▶ **FRAGMENTO PARA LEER**:
○ ○ ○ ○ ○ ○ ○

21 septiembre 2013

To trend or not to trend


(Escrito para la columna Como si fuera sábado, de la revista Estilos)

Todas las generaciones tienen cosas de las que vanagloriarse y cosas de las que avergonzarse. La historia que las acompaña define su identidad y luego se convierte en su nostalgia, en eso que les permitirá envejecer sin dejar de llevar el ímpetu de la juventud por dentro.
A mi generación le tocó nacer en una de las épocas más revolucionarias. Luego crecimos cuando la música se revolucionó como pocas veces y maduramos mientras se producía la más  grande revolución que hayan tenido jamás las comunicaciones.
Podría asegurarse que, incluso los más conservadores de nosotros, llevan un gen revolucionario en alguna parte de su ADN. Nacimos en la década de la Primavera de Praga, Mayo del 68 y la Revolución Cubana (no me refiero al reducto de octogenarios que sostiene una dictadura, sino al ejército de muchachos, barbudos y utópicos, que tomó al futuro por asalto).
Luego nos tocó crecer con la mejor banda sonora posible. Los dioses del rock and roll construyeron para nosotros unas escaleras al cielo. Y por ellas subimos, confiados de que a la altura del año 2000, el mundo sería tal como nos lo habían prometido los tipos más soñadores que teníamos a nuestro alrededor.
El cambio de siglo y de milenio no pudo ser más decepcionante. Es cierto que a finales del siglo pasado se derrumbaron las dictaduras socialistas de Europa, pero la unificación de Alemania solo consiguió que los mapas cambiaran de color.  
La demolición en Berlín de la muralla más oprobiosa que ha construido el hombre, no tuvo el mismo impacto en la imaginación de las futuras generaciones que los sucesos de Praga, París y Tlatelolco. Poco a poco las ideas y las convicciones han ido perdiendo terreno frente a las tendencias.

○ ○ ○ ○ ○ ○ ○

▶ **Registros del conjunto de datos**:

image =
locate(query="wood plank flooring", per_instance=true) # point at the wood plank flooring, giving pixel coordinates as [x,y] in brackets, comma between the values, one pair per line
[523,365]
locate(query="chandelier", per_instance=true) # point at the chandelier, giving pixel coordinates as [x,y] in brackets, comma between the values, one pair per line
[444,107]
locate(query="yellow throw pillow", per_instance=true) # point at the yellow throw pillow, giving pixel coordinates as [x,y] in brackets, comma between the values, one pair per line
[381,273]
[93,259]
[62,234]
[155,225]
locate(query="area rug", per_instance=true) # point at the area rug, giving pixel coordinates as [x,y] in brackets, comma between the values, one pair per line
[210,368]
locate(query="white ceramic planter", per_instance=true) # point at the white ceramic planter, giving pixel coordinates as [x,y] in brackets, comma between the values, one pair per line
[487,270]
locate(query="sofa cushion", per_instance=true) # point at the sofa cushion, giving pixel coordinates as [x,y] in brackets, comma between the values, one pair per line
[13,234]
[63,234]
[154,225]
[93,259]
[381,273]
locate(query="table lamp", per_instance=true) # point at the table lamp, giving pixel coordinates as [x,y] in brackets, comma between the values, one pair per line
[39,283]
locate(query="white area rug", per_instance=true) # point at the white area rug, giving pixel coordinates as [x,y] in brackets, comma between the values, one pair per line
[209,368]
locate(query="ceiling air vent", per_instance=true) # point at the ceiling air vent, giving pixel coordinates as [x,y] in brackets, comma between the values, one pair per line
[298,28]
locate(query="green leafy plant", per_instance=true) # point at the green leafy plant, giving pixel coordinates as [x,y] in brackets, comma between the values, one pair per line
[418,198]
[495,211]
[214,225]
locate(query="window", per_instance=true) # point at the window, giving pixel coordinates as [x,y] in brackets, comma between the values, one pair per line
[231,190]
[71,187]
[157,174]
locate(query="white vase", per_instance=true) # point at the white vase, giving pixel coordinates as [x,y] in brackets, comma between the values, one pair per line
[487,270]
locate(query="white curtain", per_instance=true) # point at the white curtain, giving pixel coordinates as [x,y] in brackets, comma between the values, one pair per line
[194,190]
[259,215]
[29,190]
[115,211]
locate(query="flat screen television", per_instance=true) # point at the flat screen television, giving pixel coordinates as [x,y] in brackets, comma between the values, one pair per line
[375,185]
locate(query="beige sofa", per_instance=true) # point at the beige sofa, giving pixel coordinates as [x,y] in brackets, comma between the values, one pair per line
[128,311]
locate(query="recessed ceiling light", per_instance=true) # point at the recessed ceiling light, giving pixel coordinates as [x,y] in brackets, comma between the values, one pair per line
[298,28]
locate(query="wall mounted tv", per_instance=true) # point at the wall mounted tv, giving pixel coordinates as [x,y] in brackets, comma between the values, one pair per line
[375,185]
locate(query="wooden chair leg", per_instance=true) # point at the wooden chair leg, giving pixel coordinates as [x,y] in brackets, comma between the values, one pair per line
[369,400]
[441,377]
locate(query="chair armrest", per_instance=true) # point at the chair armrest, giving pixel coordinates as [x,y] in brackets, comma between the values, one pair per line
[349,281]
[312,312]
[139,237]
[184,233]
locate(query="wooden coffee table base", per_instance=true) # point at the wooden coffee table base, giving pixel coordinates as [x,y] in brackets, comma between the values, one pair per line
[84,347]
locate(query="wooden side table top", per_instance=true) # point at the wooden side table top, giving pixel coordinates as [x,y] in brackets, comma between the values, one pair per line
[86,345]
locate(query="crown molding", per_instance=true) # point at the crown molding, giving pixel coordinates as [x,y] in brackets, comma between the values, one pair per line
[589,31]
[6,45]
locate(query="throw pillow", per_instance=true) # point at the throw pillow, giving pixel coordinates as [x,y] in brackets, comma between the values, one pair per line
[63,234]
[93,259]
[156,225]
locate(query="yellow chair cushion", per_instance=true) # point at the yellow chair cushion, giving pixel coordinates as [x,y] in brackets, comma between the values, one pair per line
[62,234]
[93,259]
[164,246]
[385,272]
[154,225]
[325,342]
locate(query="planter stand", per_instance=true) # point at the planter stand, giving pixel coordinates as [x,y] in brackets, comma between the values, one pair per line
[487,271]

○ ○ ○ ○ ○ ○ ○

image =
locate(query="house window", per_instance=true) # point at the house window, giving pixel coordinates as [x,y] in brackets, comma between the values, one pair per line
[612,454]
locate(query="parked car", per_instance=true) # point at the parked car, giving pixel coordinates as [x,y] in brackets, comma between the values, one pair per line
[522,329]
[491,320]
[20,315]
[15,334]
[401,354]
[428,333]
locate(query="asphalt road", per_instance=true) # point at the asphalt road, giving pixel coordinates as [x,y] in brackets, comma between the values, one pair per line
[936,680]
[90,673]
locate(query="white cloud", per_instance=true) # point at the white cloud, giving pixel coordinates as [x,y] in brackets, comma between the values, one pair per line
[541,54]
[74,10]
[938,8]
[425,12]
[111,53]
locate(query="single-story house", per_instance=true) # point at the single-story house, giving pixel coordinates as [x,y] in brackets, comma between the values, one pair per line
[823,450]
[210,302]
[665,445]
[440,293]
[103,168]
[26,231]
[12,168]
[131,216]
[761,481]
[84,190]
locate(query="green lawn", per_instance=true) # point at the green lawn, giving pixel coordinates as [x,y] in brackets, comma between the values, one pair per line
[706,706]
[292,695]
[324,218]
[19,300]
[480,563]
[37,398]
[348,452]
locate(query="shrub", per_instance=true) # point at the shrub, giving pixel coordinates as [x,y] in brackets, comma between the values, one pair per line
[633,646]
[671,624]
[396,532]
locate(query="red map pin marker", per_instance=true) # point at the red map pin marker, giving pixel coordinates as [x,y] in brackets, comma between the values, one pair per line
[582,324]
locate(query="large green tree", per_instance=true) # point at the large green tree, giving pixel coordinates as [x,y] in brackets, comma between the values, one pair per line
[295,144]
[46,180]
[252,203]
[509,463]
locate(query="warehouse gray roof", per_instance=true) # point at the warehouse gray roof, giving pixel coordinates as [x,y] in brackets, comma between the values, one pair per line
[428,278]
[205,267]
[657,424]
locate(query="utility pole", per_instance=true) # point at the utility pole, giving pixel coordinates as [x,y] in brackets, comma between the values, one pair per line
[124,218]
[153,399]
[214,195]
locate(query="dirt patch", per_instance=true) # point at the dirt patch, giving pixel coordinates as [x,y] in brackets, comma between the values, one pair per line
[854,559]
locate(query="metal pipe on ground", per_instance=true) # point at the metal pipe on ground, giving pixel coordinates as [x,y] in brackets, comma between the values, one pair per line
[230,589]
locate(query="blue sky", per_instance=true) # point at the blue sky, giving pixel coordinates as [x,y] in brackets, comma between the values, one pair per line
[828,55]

○ ○ ○ ○ ○ ○ ○

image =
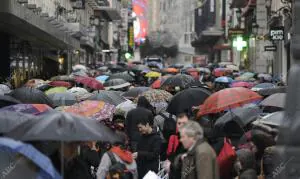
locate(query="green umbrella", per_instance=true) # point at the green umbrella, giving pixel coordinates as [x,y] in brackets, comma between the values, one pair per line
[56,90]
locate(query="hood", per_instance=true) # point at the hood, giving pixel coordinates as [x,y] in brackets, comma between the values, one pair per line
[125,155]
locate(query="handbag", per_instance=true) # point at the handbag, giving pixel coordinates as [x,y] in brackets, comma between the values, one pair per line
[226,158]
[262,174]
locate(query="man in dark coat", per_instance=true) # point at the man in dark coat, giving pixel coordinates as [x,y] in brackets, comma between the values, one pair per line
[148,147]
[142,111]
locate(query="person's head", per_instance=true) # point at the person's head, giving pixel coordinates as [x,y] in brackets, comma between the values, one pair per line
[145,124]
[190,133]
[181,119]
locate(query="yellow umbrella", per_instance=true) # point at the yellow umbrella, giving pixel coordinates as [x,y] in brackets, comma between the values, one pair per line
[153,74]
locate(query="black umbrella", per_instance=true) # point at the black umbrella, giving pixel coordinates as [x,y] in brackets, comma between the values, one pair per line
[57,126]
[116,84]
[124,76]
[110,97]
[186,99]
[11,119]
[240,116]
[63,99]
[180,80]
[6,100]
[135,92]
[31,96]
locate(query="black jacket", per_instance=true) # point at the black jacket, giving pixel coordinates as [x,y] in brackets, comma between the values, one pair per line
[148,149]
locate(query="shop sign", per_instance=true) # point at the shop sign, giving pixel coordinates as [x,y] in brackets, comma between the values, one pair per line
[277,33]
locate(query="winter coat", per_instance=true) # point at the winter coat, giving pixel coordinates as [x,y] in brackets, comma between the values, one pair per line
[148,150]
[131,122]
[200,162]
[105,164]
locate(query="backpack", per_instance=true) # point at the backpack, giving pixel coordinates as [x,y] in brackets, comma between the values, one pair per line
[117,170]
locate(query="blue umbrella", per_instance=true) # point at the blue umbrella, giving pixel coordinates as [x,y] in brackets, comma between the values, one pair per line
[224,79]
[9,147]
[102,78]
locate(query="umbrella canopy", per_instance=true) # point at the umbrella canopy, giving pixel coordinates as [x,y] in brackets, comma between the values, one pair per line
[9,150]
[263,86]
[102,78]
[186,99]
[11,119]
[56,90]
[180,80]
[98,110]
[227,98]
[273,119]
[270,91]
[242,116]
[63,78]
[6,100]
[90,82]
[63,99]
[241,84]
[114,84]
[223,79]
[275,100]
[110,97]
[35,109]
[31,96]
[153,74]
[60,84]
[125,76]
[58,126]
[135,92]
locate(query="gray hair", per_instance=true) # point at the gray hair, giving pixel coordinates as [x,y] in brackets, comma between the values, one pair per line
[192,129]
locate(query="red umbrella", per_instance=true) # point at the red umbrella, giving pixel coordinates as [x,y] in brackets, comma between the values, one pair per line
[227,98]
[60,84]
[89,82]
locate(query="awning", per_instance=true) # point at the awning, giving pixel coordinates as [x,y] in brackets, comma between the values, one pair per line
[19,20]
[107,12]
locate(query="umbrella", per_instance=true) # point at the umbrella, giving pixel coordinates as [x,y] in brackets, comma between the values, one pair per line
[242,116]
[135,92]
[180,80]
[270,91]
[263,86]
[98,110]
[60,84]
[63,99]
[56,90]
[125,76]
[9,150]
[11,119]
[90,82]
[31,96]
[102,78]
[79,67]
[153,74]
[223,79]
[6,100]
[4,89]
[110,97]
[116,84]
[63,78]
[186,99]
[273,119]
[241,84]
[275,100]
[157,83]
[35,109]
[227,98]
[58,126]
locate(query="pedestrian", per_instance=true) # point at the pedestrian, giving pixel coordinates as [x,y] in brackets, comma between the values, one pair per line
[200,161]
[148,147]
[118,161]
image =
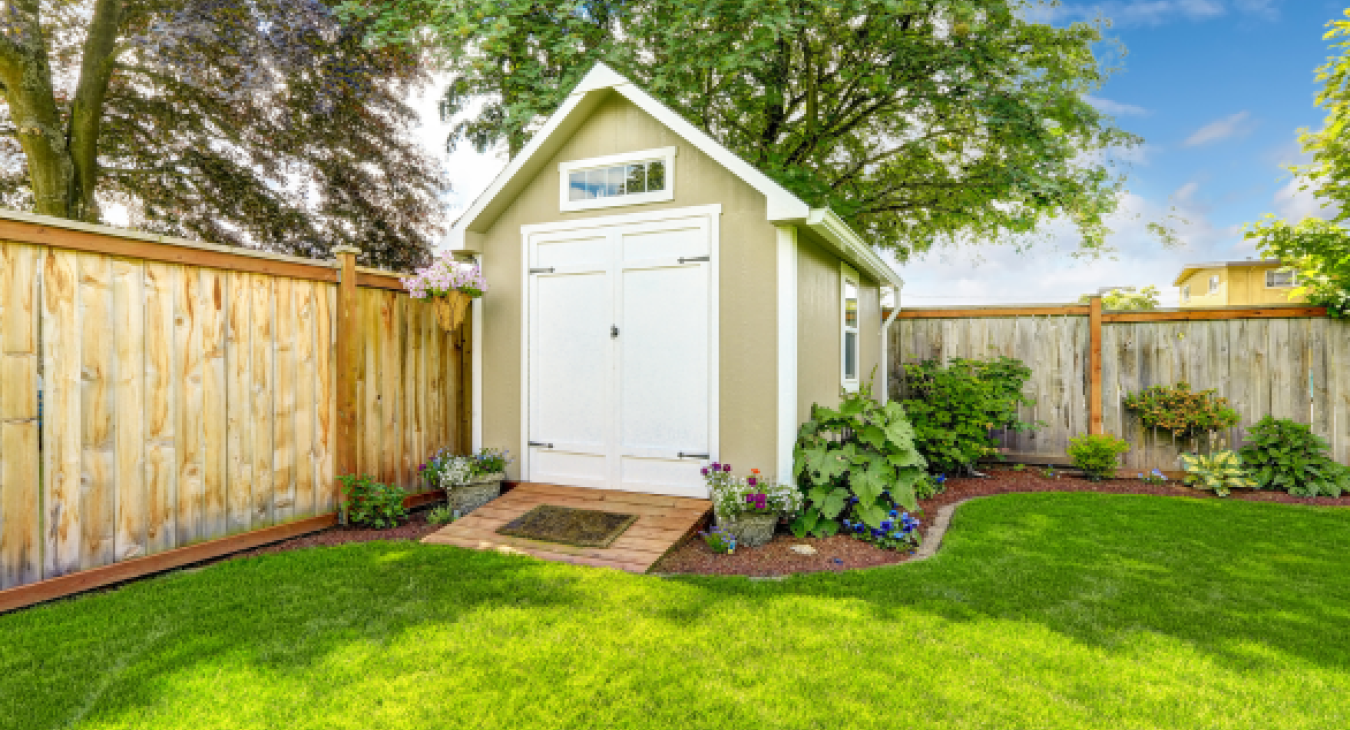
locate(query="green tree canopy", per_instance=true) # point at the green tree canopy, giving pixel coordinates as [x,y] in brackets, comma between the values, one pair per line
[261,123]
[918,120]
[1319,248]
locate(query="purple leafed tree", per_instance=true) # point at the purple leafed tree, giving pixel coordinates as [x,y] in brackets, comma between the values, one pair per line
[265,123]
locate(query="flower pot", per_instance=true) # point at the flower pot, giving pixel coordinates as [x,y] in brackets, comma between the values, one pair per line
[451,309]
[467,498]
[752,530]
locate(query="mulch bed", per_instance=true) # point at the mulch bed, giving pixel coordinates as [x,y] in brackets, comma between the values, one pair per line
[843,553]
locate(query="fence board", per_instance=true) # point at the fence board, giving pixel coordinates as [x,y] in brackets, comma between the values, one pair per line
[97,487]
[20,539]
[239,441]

○ ○ ○ ○ ○ ○ ○

▶ **INSTRUCCIONES DE TRABAJO**:
A) Devuelve el pasaje de la columna que comienza con las palabras que contienen "El cambio de" y termina con "cambiaran de color.", copiado sin ningún cambio.
B) Reescribe en una sola oración más breve el párrafo de la columna que empieza con «El cambio de siglo y de milenio», conservando sus datos principales.

▶ **RESULTADOS**:
A)
El cambio de siglo y de milenio no pudo ser más decepcionante. Es cierto que a finales del siglo pasado se derrumbaron las dictaduras socialistas de Europa, pero la unificación de Alemania solo consiguió que los mapas cambiaran de color.

B) El cambio de siglo y de milenio resultó muy decepcionante: aunque a finales del siglo pasado cayeron las dictaduras socialistas de Europa, la unificación de Alemania solo logró que los mapas cambiaran de color.